> _Available data_:
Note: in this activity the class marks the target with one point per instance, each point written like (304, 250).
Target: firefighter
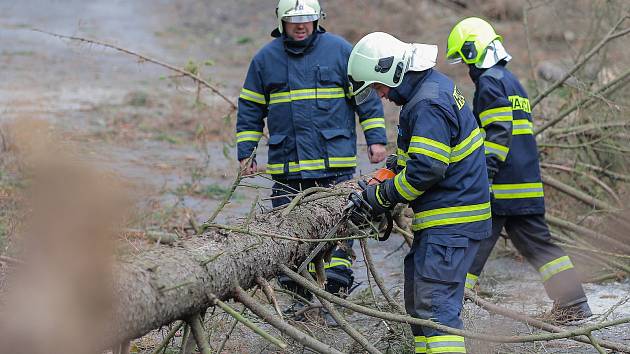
(298, 82)
(502, 109)
(441, 173)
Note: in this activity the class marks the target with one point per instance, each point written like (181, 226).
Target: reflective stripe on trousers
(518, 190)
(445, 344)
(471, 280)
(451, 216)
(554, 267)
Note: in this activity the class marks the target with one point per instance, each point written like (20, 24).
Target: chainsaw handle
(389, 228)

> _Work to complete_: In the copy, include no pictures; everything else in the material should be written out exactly.

> _Task solution_:
Note: in this activity the class marks the target with one point per instance, each point written like (304, 250).
Target: firefighter
(298, 82)
(502, 109)
(441, 173)
Note: in this activity the class marks the target with one point per instance, each point written like (181, 226).
Target: reflective stripe on trousers
(518, 190)
(445, 344)
(471, 280)
(451, 216)
(554, 267)
Note: in this activity the class marks the target with one point per instance, each point written like (20, 24).
Target: chainsaw handle
(389, 228)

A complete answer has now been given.